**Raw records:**

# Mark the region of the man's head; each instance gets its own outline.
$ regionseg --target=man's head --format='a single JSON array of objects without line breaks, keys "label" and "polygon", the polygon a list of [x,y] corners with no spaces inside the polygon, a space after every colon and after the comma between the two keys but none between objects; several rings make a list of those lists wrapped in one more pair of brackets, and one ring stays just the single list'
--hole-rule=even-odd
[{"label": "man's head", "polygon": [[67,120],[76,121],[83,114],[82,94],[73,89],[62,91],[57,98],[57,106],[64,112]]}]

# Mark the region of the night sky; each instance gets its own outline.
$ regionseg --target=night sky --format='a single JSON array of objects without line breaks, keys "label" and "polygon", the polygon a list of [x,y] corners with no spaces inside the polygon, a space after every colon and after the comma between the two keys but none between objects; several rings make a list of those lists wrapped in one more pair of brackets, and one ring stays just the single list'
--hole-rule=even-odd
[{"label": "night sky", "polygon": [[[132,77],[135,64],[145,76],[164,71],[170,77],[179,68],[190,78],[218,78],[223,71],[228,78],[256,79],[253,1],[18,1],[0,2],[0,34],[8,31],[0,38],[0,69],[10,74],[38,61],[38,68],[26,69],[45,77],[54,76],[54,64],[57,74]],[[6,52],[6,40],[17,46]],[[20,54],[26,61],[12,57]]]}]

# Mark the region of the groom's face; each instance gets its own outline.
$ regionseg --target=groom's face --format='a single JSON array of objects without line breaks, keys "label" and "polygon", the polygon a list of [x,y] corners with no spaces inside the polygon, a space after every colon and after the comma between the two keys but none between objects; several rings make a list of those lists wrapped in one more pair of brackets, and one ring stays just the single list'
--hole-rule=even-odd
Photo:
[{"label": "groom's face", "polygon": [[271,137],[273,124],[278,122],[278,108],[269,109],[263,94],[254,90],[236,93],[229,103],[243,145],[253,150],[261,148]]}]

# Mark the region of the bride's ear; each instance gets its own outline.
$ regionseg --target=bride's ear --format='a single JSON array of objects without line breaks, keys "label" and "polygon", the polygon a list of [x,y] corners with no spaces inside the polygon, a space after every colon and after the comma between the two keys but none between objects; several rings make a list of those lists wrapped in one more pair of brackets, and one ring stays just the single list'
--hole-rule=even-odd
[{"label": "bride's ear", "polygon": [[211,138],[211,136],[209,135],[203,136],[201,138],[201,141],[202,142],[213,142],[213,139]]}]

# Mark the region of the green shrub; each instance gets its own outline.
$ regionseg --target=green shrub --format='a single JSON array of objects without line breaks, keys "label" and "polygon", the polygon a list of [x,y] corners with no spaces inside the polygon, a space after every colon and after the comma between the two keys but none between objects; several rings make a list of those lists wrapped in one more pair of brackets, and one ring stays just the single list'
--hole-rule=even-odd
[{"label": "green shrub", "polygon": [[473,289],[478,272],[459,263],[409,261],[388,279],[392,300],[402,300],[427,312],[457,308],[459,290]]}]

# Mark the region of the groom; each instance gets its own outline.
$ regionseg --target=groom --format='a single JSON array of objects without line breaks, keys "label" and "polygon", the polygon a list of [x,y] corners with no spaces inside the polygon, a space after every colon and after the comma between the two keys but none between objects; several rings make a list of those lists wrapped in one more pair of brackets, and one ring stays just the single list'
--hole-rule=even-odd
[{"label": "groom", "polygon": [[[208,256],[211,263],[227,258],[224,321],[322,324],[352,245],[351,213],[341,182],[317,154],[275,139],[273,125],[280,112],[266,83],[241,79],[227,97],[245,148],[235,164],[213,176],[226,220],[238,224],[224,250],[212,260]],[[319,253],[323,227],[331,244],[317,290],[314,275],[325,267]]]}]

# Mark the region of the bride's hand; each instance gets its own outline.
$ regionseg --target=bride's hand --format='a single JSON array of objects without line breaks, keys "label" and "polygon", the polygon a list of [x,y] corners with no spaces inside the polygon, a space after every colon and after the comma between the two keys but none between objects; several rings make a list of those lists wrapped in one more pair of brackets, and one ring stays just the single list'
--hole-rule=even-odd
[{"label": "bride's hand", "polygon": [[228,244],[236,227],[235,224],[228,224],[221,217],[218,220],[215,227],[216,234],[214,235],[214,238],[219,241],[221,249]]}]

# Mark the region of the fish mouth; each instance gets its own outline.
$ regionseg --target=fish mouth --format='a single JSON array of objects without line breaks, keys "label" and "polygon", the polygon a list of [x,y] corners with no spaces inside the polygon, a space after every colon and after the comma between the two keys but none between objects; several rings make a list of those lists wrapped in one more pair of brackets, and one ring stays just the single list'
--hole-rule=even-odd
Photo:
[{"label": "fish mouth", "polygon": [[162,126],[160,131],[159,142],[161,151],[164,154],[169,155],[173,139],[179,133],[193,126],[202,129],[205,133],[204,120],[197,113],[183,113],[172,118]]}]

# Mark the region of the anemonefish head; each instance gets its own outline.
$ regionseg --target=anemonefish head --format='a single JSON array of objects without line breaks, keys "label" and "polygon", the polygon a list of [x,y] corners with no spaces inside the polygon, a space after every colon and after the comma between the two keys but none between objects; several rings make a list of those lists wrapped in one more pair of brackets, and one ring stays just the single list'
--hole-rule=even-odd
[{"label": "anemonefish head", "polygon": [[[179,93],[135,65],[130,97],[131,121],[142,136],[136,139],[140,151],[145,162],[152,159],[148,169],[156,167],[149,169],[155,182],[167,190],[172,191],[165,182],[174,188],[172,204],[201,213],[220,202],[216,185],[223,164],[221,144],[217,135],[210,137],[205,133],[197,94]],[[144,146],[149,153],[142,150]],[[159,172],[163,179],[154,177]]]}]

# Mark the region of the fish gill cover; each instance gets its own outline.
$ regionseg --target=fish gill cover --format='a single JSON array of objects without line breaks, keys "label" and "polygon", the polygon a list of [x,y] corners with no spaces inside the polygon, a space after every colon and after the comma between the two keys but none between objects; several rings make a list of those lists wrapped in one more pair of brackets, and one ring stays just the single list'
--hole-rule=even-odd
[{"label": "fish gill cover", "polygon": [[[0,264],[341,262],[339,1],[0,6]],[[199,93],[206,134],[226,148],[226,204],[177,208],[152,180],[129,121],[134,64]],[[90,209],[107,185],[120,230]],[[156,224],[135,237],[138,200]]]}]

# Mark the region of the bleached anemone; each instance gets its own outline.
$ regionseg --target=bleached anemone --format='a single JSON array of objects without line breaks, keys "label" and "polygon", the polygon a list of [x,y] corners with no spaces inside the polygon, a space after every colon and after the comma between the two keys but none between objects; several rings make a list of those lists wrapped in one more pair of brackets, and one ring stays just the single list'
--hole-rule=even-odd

**WHAT TO PRODUCE:** Put everything from the line containing "# Mark the region of the bleached" down to the end of the records into a numbered list, skipping blank lines.

**EXERCISE ANSWER:**
1. # Mark the region of the bleached anemone; each instance gets its own outline.
2. $ regionseg --target=bleached anemone --format='a single JSON array of objects without line breaks, keys "label" and "polygon", the polygon a list of [x,y] corners with no spaces inside the polygon, a space after every colon and after the comma between the two keys but none between objects; several rings make a list of those lists wrapped in one more pair of brackets, and one ring stays just the single list'
3. --hole-rule=even-odd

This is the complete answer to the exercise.